** USING THE INFORMATION **
1. Reproduce the article on Puerto Ricans in Harlem after Hurricane Maria word for word, starting with "Puerto Ricans Who Moved" and going on through "by the city.".
2. Write the next part of the article on Puerto Ricans who moved to Harlem after Hurricane Maria, picking up after its final sentence.

--- READING TEXT ---

Puerto Ricans Who Moved To Harlem After Hurricane Maria Are Living In Uncertainity

December 10, 2017

Buzzfeed reports that Puerto Ricans who fled the storm-ravaged island for New York City in the aftermath of Hurricane Maria are living in a state of uncertainty.

The are waiting and watching the painstaking process of recovery at home while their lives are in limbo, unsure of whether to stay or go back.”I’m not making any decisions right now. It’s all too much at once,” Evelyn Rosario, 52, said Tuesday at a hurricane service center set up by the city.

The center, located in Harlem, receives around 35 families like Rosario’s per day, who are looking for assistance signing up for benefits like SNAP and Medicaid in New York, and information about other city services, officials said.

The center, located in Harlem, receives around 35 families like Rosario’s per day, who are looking for assistance signing up for benefits like SNAP and Medicaid in New York, and information about other city services, officials said.

In Puerto Rico, the situation is slowly improving, but still unstable: Electricity generation rises and falls on a weekly basis, water still has to be boiled before drinking, and reconstruction efforts are slow and difficult, due in part to mismanaged government contracts and the island’s difficult terrain.

“There was water but no light, the supermarkets didn’t have much food, in Humacao there wasn’t anything open,” said Rosario, who arrived in New York City a week ago with her two daughters. Humacao, where the family lived, was hit particularly hard by the hurricane, and is located near the site where Maria made landfall, on the island’s east coast.

--- DATA UNDER STUDY ---

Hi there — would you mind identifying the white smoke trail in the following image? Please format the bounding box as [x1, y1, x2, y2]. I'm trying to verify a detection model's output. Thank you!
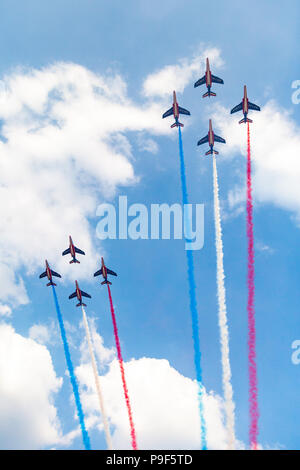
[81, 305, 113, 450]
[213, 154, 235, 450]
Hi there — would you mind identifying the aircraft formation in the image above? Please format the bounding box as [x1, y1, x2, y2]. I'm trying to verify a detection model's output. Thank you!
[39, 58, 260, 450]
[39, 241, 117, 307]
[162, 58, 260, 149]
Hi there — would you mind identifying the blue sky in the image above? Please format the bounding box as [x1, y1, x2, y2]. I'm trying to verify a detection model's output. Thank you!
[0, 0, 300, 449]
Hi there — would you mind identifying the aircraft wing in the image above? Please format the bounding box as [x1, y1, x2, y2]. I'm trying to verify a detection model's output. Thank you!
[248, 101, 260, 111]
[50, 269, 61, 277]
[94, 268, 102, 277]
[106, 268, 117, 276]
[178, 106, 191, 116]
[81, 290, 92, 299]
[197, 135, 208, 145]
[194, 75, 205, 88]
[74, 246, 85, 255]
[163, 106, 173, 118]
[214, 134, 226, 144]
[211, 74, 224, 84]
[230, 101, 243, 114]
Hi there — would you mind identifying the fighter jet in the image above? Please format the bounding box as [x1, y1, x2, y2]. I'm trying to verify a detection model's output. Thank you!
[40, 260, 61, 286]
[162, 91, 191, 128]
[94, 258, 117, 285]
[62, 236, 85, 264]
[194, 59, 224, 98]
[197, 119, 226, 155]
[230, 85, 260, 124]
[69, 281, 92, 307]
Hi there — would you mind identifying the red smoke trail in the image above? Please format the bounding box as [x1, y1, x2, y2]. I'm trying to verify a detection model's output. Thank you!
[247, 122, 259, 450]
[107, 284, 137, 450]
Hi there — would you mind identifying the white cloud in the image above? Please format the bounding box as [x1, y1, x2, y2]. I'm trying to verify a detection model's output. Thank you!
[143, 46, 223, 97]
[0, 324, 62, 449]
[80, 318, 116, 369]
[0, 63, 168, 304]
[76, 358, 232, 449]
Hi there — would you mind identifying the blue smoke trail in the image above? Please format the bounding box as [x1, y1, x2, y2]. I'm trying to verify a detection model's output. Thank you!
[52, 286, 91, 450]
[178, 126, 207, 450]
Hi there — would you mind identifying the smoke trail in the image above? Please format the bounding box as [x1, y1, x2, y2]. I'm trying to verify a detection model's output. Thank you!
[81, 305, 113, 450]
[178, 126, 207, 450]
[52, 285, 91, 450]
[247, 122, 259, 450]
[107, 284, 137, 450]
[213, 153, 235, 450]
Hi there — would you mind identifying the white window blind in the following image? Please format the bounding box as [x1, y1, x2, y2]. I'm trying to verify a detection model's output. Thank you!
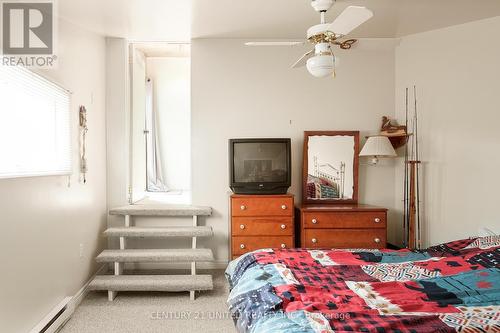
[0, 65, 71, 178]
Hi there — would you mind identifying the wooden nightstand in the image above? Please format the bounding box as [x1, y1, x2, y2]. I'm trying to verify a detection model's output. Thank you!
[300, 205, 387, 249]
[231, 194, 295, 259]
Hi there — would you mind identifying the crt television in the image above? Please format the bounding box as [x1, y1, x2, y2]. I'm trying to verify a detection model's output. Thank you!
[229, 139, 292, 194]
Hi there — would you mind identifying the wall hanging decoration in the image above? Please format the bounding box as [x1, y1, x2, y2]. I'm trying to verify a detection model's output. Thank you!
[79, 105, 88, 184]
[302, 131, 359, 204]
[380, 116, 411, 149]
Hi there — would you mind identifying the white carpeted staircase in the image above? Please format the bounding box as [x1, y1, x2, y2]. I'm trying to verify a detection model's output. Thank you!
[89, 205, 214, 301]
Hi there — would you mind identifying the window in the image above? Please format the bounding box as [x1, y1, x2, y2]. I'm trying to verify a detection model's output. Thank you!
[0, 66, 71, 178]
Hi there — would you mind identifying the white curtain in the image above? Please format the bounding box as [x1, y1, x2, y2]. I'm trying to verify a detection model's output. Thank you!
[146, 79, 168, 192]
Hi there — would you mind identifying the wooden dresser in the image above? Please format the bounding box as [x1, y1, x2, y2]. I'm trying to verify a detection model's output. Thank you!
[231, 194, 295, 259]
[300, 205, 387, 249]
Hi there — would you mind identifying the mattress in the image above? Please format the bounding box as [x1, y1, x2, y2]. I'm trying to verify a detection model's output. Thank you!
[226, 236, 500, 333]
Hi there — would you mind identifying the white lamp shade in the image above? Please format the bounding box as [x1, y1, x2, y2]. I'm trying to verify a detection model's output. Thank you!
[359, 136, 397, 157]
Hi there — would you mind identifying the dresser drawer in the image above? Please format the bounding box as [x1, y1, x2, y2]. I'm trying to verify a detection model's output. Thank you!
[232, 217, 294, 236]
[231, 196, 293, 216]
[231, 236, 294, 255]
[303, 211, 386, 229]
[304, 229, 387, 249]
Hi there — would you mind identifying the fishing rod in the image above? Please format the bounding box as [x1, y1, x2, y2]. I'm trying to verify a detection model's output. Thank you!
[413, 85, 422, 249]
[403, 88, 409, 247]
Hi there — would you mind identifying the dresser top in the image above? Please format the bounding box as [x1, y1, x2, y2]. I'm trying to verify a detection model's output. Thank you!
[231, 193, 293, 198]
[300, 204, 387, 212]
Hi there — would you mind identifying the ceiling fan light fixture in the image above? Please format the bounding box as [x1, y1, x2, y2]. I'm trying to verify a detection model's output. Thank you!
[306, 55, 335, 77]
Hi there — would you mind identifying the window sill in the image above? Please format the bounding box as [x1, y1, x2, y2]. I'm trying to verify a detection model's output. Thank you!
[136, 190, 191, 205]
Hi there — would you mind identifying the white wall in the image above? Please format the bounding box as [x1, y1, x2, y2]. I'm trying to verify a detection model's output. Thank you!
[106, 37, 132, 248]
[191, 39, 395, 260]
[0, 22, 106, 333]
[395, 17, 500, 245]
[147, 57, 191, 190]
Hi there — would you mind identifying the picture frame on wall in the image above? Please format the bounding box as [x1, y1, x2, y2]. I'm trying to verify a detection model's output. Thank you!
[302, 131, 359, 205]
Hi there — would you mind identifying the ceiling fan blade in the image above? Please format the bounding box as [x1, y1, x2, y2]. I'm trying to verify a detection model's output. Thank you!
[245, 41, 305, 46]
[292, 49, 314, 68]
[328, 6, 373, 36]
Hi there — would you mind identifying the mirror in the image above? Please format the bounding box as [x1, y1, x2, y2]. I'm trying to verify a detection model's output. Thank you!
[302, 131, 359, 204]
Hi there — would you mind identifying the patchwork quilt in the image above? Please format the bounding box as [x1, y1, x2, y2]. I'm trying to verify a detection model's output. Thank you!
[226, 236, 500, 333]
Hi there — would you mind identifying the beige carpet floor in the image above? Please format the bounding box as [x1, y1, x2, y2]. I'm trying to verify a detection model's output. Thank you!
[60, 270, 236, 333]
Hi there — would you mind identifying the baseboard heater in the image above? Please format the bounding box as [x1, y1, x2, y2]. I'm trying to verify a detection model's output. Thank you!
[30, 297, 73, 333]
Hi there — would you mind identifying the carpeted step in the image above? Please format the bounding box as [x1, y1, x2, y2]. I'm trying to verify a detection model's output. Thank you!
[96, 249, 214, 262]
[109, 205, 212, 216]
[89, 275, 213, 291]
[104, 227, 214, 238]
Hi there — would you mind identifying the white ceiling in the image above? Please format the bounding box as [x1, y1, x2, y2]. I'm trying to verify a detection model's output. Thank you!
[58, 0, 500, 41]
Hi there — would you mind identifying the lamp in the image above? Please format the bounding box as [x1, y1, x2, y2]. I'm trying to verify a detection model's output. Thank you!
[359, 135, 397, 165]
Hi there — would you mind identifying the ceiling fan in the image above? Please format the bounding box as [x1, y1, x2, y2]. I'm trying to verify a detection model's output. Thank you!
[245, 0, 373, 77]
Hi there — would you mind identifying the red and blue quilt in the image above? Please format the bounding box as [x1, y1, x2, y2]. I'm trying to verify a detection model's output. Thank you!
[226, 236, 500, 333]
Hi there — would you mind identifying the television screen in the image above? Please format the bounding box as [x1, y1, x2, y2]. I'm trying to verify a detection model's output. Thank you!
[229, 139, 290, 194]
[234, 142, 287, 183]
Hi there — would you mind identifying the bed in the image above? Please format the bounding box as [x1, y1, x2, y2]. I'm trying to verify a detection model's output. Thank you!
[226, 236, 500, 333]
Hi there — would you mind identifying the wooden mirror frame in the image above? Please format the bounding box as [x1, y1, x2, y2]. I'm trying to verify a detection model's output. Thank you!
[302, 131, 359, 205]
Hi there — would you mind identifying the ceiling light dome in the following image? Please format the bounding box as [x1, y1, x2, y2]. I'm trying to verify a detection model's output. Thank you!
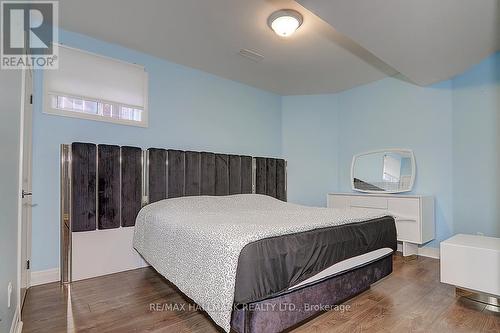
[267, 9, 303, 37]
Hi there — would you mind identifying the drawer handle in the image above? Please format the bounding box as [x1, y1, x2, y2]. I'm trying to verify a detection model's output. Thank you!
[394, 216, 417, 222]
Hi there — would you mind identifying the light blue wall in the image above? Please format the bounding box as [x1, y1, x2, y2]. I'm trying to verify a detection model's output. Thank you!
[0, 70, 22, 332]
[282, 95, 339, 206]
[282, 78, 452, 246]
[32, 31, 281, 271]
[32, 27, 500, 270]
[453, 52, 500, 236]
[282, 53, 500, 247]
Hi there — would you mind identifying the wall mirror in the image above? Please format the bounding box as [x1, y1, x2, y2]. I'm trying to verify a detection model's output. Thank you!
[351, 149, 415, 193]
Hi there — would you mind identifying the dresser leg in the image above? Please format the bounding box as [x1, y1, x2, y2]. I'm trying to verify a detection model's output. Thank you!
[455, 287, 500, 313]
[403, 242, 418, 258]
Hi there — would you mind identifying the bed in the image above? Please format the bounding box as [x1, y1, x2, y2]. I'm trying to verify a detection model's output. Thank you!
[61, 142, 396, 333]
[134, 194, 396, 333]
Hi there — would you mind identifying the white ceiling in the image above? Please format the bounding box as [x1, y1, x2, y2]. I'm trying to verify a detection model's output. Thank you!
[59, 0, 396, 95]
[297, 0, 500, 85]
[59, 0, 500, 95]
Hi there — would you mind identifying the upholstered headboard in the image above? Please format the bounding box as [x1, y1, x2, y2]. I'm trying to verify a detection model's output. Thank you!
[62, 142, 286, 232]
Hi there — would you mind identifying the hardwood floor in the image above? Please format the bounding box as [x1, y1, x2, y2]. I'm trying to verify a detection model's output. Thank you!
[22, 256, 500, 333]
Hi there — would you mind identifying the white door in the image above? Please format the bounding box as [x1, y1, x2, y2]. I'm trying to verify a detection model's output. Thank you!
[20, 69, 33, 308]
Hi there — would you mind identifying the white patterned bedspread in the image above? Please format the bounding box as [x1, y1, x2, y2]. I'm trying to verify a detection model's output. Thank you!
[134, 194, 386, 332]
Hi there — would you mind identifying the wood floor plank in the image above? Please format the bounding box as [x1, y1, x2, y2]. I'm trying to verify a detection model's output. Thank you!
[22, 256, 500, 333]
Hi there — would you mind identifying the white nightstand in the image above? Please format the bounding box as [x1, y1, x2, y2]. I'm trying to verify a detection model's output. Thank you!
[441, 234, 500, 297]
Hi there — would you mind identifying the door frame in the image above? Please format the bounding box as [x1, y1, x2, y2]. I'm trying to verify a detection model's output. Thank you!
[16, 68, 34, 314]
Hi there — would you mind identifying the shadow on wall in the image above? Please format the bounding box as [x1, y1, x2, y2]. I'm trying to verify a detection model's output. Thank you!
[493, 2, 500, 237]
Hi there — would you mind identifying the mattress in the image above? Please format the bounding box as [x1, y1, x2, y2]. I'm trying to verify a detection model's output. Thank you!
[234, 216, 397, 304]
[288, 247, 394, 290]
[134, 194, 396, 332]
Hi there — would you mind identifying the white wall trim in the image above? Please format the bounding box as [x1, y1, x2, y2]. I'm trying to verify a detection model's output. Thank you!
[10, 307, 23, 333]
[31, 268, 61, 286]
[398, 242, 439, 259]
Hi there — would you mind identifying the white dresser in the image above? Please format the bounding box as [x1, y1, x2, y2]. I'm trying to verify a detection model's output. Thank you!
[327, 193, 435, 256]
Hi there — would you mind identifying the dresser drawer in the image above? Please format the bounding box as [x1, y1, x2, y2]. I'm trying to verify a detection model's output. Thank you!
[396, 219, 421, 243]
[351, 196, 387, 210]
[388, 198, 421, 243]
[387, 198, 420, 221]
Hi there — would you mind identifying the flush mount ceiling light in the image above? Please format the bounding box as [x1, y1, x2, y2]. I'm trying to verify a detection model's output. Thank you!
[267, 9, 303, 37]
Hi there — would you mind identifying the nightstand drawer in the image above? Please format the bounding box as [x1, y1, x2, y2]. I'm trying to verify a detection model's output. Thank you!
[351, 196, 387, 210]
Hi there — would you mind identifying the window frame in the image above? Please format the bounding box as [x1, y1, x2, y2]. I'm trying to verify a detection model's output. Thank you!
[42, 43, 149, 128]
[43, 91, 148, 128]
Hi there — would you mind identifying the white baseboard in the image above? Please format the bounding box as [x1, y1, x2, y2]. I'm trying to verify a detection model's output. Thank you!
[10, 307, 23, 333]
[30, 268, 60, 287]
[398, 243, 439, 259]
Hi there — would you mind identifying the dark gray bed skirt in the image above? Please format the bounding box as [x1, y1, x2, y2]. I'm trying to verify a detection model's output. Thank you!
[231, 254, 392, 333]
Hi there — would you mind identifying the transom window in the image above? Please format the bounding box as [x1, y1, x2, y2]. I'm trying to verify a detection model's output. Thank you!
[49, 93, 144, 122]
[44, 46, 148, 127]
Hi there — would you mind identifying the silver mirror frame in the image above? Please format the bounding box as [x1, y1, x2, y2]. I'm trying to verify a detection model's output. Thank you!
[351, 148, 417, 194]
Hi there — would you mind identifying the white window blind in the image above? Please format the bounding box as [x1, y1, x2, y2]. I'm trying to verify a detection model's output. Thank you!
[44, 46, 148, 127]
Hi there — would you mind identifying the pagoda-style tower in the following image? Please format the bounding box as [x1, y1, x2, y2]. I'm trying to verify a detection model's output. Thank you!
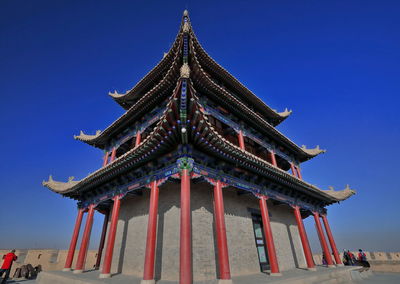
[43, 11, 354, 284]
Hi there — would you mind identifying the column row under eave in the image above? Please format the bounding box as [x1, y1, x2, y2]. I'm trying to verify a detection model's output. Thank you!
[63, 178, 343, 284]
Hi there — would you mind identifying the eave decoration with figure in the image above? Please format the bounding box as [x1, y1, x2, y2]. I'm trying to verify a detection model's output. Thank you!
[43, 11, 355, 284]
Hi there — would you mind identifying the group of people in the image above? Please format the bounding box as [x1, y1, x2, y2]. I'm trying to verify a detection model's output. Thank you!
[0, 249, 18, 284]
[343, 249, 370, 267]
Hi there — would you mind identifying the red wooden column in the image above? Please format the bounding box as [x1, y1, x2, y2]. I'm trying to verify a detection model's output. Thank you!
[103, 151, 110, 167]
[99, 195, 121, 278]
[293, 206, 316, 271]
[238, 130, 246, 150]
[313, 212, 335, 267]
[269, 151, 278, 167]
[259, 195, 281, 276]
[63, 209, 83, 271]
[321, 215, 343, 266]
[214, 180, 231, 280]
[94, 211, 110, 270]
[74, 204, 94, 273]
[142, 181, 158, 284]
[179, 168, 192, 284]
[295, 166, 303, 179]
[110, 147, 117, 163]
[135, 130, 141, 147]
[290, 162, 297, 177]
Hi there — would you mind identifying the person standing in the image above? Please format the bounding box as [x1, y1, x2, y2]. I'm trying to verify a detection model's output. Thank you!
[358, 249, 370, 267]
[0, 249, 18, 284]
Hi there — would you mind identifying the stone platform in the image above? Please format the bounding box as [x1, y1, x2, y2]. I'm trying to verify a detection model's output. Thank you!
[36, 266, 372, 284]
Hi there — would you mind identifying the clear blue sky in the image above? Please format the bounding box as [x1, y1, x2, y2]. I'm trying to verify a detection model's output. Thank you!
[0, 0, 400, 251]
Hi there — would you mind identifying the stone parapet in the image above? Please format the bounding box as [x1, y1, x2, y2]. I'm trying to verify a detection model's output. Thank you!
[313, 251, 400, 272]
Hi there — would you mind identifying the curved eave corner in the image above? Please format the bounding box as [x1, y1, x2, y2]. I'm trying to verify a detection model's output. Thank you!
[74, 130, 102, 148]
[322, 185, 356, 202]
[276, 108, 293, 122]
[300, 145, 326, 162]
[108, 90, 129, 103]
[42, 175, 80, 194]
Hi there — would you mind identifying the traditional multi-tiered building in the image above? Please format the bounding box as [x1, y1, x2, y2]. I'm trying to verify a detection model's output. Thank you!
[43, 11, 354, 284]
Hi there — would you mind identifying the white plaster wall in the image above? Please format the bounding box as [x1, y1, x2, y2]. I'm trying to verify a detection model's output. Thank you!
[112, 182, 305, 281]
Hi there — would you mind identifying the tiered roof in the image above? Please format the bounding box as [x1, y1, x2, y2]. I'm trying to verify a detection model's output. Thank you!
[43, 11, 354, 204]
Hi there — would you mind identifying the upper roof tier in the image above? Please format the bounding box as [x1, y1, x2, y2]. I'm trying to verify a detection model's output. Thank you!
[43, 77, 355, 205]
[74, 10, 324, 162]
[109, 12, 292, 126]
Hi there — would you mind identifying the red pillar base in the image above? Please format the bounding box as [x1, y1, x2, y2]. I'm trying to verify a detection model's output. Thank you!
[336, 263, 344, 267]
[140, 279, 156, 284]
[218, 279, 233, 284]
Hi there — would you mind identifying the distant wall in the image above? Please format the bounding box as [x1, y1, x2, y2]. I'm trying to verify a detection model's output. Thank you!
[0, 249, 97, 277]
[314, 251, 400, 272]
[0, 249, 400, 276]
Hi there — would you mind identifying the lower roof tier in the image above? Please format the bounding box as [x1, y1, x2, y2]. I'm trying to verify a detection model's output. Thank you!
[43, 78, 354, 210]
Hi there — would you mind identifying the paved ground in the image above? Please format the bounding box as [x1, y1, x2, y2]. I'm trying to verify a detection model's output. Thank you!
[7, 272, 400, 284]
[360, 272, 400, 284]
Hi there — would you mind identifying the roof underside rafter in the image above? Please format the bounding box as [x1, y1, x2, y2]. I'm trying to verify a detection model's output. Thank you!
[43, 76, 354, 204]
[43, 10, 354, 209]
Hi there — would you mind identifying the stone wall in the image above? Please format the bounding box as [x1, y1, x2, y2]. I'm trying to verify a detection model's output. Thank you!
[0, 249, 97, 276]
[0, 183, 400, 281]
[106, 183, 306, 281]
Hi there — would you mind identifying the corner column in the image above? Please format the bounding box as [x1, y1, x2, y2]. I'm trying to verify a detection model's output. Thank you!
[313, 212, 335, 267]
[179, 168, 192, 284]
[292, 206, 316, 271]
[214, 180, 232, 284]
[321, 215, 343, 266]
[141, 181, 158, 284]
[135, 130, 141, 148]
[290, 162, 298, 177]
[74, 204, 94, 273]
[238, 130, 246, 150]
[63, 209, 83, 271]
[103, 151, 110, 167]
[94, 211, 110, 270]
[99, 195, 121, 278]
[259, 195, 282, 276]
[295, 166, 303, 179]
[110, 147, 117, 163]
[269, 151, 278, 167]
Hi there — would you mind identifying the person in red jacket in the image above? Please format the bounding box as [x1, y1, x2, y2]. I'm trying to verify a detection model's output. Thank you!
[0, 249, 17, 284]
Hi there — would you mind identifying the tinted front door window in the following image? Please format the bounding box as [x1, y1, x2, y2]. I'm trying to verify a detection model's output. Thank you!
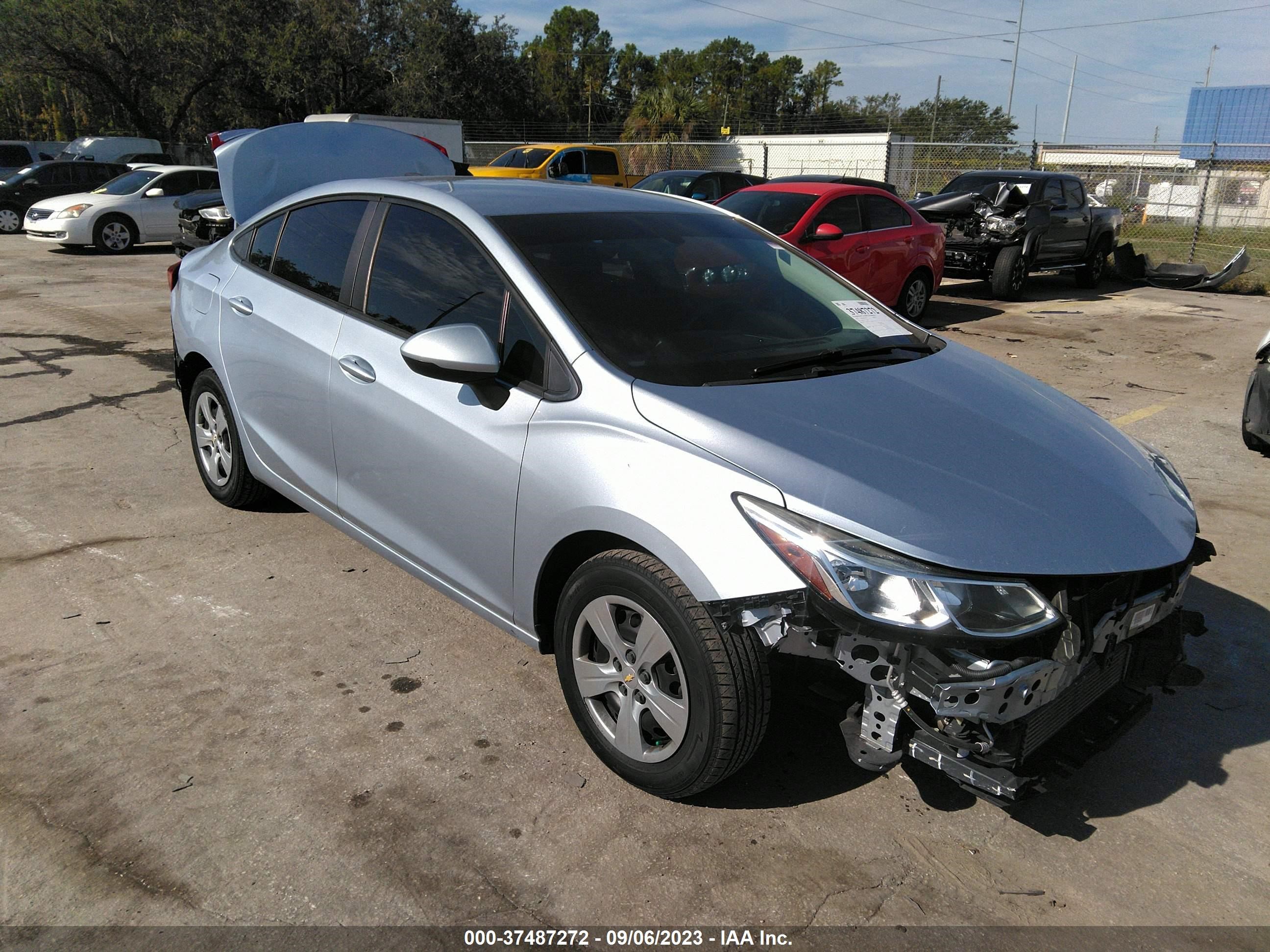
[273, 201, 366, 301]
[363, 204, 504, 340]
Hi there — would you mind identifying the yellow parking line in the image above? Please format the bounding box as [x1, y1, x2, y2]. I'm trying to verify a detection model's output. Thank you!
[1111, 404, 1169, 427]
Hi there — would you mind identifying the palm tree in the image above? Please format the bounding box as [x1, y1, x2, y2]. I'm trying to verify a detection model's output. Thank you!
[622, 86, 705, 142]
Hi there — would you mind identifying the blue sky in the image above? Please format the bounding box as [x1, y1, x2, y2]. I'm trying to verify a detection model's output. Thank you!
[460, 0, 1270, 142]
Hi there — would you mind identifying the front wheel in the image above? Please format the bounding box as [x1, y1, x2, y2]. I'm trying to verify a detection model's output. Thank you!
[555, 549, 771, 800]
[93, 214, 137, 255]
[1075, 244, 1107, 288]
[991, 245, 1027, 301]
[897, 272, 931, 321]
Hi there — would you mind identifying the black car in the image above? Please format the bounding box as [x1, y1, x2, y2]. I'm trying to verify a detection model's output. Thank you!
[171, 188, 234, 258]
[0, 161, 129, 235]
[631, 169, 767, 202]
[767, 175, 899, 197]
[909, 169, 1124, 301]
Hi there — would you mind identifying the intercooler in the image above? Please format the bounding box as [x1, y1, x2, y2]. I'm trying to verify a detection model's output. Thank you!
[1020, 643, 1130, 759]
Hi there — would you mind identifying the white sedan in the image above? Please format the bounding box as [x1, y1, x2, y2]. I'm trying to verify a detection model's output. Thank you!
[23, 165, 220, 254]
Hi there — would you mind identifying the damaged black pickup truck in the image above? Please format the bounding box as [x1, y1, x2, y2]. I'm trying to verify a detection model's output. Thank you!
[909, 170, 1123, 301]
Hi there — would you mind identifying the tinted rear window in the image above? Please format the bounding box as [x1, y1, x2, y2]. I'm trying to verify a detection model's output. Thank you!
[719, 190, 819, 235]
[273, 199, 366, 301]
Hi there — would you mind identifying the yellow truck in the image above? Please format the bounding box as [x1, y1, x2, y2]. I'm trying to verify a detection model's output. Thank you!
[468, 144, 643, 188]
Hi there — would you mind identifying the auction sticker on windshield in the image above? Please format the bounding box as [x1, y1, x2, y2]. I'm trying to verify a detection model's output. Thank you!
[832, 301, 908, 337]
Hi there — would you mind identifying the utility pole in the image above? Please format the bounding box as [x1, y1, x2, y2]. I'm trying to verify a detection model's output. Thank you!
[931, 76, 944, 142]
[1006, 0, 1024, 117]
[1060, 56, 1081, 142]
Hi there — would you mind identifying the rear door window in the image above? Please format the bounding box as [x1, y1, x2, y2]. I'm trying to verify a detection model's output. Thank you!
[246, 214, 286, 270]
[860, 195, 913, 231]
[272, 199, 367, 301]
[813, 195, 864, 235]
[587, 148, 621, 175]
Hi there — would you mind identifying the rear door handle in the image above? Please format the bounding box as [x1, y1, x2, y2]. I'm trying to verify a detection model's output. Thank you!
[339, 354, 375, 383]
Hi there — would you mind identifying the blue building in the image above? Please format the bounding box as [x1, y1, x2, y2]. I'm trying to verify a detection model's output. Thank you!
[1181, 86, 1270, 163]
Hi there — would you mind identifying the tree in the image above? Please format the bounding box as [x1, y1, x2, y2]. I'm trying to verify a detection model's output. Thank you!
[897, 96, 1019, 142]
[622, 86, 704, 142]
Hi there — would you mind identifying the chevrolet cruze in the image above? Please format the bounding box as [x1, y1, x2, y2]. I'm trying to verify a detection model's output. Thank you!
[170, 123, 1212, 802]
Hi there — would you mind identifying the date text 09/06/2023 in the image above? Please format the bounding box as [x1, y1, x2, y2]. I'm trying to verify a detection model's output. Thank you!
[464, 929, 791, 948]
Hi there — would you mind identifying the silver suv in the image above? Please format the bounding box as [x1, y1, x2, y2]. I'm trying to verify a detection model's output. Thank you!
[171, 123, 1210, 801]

---

** SOLVED TASKS **
1.
Puerto Ricans Who Moved To Harlem After Hurricane Maria Are Living In Uncertainity

December 10, 2017

Buzzfeed reports that Puerto Ricans who fled the storm-ravaged island for New York City in the aftermath of Hurricane Maria are living in a state of uncertainty.

The are waiting and watching the painstaking process of recovery at home while their lives are in limbo, unsure of whether to stay or go back.”I’m not making any decisions right now. It’s all too much at once,” Evelyn Rosario, 52, said Tuesday at a hurricane service center set up by the city.

2.
Rosario said she thinks they’ll have to stay in New York because there is no work for her in Puerto Rico — she used to work remotely as an accountant, but without reliable internet and electricity that is no longer possible. Her younger daughter, who is 13, is already settled into a new school in the city, she said.

“I’ll have to go back in a few months to check if everything’s okay with our house and to decide if I’m going to rent it out or what to do,” she said.


Since September 20, when Hurricane Maria made its Puerto Rican landfall, wreaking widespread destruction across the territory, thousands of people — in particular those with school-age children and elderly family members living without electricity and water — have been anxiously waiting for a chance to leave the island.

In New York, which is already home to more than 1.1 million Puerto Ricans, most of whom live in New York City, many of those displaced by the storm are now staying with families and friends.

There’s no definitive statistic of how many Puerto Ricans have relocated to the mainland US since the hurricane: Florida has received more than 218,000 people since October 3, according to state statistics; New York does not have an official count of how many people have arrived from the island.